(Mask labeling examples)
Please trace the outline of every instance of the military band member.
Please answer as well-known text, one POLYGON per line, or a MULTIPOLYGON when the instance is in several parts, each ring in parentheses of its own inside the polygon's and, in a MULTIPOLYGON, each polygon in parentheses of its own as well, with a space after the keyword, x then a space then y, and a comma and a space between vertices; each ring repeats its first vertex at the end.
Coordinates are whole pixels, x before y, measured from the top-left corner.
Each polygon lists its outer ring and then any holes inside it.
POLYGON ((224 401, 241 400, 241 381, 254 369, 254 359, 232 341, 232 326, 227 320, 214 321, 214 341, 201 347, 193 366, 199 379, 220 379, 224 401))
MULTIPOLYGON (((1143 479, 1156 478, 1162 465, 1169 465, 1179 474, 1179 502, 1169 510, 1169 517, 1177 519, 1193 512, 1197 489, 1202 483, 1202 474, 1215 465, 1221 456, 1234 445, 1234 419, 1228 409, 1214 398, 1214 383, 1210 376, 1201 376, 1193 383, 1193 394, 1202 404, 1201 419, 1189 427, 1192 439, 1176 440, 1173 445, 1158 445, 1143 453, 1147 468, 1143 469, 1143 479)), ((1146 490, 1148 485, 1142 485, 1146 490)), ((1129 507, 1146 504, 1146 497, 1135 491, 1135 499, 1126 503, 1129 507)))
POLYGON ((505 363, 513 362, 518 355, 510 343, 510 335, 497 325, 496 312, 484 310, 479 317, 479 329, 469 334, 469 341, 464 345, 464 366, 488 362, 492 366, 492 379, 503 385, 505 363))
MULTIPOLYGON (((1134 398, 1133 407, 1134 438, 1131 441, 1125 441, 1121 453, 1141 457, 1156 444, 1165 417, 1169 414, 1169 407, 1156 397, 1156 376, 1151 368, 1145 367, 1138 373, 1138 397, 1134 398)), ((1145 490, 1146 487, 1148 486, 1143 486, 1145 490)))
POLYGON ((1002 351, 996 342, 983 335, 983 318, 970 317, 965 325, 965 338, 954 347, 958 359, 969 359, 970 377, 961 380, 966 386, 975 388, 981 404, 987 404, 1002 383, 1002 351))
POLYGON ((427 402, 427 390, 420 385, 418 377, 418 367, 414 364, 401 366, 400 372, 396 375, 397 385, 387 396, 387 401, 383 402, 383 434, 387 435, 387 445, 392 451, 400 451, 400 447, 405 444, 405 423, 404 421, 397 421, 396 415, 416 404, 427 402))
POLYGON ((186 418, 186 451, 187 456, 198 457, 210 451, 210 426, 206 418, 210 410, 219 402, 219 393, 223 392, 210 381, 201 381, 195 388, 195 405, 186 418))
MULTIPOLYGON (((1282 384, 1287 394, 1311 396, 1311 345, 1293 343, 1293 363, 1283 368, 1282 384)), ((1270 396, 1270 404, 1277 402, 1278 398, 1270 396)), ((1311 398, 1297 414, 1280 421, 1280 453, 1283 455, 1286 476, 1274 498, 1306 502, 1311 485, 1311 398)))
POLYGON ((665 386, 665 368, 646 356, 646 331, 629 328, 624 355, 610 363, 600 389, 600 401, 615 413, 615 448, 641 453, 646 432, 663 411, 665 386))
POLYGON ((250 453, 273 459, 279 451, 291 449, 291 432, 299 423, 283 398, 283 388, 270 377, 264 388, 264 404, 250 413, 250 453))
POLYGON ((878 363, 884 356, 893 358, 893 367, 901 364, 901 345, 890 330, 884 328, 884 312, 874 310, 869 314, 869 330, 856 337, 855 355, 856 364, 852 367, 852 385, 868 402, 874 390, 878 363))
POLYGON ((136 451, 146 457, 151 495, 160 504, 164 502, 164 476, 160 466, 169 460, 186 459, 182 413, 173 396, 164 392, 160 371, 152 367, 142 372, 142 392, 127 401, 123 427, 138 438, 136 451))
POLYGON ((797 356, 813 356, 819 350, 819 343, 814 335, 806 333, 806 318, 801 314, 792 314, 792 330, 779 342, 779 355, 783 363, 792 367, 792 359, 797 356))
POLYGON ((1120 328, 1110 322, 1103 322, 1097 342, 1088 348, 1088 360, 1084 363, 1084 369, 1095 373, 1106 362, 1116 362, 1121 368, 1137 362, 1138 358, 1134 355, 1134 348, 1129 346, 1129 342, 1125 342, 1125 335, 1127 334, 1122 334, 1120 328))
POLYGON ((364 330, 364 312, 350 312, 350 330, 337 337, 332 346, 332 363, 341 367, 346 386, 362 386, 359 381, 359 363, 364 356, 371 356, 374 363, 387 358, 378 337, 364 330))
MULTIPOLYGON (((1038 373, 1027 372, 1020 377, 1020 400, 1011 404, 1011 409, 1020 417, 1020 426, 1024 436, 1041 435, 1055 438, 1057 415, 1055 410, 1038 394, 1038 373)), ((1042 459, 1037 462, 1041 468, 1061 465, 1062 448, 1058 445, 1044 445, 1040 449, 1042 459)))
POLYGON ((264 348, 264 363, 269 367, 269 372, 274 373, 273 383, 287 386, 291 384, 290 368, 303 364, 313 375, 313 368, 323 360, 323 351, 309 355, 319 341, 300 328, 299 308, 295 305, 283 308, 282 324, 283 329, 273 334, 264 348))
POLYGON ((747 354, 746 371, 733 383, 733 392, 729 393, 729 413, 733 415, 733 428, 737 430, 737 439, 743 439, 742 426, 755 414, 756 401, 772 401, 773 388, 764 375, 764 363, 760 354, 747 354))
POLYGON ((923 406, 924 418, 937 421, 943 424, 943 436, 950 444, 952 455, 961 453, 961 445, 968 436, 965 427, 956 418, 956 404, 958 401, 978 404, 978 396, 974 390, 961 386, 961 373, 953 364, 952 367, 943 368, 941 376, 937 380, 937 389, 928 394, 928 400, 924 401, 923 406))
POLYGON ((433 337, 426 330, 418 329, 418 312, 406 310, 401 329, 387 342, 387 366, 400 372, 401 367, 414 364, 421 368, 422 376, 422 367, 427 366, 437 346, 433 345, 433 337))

→ **To be done**: Edit the material from its start through the line containing "POLYGON ((224 401, 241": swap "top-left" for "upper-left" and keep everything else unchanged.

→ **Output of the exercise**:
Please trace the outline of every instance of the military band member.
Please answer as well-known text, one POLYGON per line, or a MULTIPOLYGON when the instance is in several parts, each ring in parentheses of its own inside the polygon's and, in a MULTIPOLYGON, each polygon in parentheses of its own as well, with a space after the keyword, x then a space then y, and a comma and a space between vertices; each ring repeats its first vertex at the end.
Coordinates are whole pixels, x before y, measured from the upper-left corner.
Each polygon lists its outer ring and then any holes inside it.
POLYGON ((224 401, 241 400, 241 381, 254 369, 254 359, 232 341, 232 326, 227 320, 214 321, 214 341, 201 347, 193 366, 199 379, 220 379, 224 401))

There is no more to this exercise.